YOUR INSTRUCTIONS: Look through the entries for the string "Trace" and copy every line where it shows up.

SUPPLIED RECORDS:
□ □ □ □ □ □ □
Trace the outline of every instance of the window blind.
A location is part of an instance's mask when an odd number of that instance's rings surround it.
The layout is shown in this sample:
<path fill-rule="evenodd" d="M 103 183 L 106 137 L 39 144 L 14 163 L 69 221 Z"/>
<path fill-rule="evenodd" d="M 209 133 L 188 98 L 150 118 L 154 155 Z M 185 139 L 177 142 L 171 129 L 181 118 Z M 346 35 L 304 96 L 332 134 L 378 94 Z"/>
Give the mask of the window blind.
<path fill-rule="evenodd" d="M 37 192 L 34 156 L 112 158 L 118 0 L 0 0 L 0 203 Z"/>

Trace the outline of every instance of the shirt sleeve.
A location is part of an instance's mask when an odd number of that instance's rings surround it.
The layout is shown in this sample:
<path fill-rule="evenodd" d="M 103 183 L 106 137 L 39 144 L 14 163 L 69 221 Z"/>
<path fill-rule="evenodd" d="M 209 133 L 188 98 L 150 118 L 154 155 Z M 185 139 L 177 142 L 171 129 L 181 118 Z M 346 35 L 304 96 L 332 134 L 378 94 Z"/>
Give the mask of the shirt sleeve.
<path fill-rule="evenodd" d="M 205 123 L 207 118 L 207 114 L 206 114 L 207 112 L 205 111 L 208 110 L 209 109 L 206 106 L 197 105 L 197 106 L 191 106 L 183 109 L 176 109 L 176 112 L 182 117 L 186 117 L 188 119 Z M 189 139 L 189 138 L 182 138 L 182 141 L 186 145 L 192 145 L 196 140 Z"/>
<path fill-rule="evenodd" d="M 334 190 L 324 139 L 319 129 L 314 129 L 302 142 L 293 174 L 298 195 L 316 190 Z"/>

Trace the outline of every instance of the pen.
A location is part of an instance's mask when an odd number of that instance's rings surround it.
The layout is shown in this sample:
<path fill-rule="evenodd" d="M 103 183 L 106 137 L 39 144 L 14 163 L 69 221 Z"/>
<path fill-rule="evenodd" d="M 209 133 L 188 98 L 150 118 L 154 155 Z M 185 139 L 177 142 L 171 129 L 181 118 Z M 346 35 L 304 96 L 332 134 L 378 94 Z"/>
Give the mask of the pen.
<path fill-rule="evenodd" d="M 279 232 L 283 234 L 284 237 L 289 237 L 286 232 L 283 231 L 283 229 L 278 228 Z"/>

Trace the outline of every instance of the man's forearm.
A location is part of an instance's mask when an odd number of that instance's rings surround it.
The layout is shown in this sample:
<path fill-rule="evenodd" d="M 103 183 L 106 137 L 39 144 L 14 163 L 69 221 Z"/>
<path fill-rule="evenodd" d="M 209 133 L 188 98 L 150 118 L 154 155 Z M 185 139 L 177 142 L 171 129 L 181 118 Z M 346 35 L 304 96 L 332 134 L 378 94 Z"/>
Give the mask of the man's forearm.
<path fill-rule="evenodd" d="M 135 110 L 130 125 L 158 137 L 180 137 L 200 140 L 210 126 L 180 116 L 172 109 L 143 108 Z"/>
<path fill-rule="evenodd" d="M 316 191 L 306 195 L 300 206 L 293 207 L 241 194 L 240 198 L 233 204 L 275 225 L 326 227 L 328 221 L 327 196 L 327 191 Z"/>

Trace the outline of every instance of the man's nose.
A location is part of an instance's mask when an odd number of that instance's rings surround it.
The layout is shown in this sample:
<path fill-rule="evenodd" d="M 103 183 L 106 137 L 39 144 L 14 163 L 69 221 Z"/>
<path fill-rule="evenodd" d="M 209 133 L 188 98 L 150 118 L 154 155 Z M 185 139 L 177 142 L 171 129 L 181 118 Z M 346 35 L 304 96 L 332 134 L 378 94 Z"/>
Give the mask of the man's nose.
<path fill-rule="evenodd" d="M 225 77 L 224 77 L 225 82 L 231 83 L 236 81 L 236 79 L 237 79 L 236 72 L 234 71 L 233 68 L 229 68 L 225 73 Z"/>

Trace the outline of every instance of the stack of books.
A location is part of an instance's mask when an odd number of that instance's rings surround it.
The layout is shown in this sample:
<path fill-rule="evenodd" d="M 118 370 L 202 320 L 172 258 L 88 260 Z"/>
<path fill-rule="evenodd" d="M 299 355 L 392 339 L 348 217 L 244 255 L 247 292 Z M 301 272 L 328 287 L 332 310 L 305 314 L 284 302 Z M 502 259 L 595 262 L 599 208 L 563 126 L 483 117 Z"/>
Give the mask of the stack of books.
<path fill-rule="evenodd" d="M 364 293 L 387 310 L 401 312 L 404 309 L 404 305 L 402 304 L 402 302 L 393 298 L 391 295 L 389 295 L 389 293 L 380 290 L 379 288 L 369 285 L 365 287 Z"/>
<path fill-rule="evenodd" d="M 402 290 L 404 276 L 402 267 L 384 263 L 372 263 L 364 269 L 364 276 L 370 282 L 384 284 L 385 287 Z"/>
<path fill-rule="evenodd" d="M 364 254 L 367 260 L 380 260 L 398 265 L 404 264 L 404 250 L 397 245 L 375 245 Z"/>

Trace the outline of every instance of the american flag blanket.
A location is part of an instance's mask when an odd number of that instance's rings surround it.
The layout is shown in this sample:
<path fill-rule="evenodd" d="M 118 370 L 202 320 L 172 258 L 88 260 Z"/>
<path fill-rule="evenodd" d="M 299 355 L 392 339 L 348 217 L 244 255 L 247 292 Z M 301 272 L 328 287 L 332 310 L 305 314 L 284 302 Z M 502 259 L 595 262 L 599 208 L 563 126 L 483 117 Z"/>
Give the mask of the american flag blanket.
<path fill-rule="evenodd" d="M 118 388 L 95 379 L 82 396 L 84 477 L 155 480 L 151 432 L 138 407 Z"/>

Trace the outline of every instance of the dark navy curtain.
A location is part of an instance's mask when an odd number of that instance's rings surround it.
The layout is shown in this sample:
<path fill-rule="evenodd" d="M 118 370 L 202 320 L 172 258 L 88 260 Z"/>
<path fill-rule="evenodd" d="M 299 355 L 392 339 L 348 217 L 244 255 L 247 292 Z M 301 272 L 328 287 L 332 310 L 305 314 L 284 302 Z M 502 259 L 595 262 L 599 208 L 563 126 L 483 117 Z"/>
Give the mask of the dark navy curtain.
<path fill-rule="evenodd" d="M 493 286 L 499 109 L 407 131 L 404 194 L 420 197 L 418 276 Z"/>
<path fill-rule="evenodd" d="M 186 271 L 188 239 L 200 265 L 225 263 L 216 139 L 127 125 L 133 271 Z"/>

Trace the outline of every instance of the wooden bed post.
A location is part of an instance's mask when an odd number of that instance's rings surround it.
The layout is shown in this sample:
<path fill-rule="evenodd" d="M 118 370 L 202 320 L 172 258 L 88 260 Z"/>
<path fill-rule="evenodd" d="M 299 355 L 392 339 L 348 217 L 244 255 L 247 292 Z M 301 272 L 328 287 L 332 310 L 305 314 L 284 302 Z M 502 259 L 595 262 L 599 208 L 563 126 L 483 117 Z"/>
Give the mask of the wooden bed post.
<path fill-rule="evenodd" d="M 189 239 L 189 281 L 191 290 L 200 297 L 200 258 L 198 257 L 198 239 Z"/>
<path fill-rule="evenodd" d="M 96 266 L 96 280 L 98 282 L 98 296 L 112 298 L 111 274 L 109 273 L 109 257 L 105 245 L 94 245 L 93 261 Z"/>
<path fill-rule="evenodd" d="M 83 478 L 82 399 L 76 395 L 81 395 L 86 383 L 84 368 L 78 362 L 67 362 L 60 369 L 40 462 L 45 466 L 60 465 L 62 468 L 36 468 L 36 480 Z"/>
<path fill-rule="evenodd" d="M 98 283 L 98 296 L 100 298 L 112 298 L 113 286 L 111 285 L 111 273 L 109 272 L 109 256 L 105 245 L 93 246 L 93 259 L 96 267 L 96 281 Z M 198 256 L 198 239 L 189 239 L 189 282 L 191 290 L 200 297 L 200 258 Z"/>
□ □ □ □ □ □ □
RESULT:
Trace the outline of every instance of the window blind.
Trace the outline of every instance of the shirt sleeve.
Trace the outline of every instance of the pen.
Trace the outline of every instance of the man's forearm.
Trace the outline of every instance of the man's nose.
Trace the outline of every instance of the stack of books.
Trace the outline of every instance of the american flag blanket.
Trace the outline of every instance of the dark navy curtain.
Trace the outline of every instance of the wooden bed post.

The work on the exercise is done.